[start Dataset records]

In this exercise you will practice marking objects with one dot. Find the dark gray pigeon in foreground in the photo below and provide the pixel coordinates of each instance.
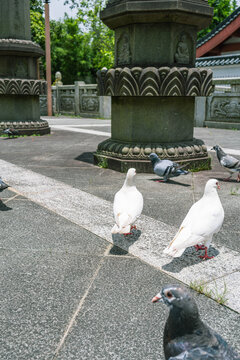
(229, 162)
(166, 168)
(186, 337)
(11, 132)
(3, 185)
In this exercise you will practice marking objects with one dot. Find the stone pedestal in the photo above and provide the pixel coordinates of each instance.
(154, 82)
(19, 84)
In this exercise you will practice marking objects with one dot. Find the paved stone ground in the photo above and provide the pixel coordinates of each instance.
(70, 291)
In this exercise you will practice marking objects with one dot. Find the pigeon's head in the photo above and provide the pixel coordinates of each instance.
(176, 296)
(171, 295)
(211, 184)
(216, 148)
(131, 173)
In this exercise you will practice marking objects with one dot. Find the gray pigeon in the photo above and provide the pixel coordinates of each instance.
(11, 132)
(166, 168)
(186, 337)
(229, 162)
(3, 185)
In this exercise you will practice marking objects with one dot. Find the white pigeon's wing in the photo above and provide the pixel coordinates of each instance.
(229, 162)
(205, 217)
(128, 201)
(200, 223)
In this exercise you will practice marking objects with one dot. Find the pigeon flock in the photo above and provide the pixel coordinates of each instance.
(11, 132)
(186, 337)
(166, 168)
(229, 162)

[end Dataset records]

Please rewrite every row in full, beginning at the row that contains "Find the paved" and stopping after the last row. Shift each coordinate by adding 72 to both of its numbers and leave all other text unchanged.

▶ _Result_:
In this exercise you will practice marking objects with one dot. Find the paved stone ground in the photo above and provide the pixel coordinates of each instance.
(142, 363)
In this exercise you will practice marking objects with one dot. Find the pigeon's head in the photo above and provide the pixel coordinates of each instance.
(248, 368)
(243, 367)
(283, 256)
(288, 220)
(203, 245)
In this exercise you will practice marking objects with one dot. Find the gray pigeon in the photo above and provide the pixel coordinates of each instance.
(83, 204)
(238, 240)
(258, 409)
(301, 234)
(75, 257)
In this exercise you will practice marking objects with one dot. Find the white pigeon's wing in the photo above and provide the pixel coordinates of each instance.
(301, 234)
(277, 289)
(200, 273)
(272, 295)
In this exercise you will practice marking objects with one dot. Find the pigeon flock in the photo above and provide the pixel coordinates of each instance.
(83, 204)
(258, 409)
(238, 240)
(301, 234)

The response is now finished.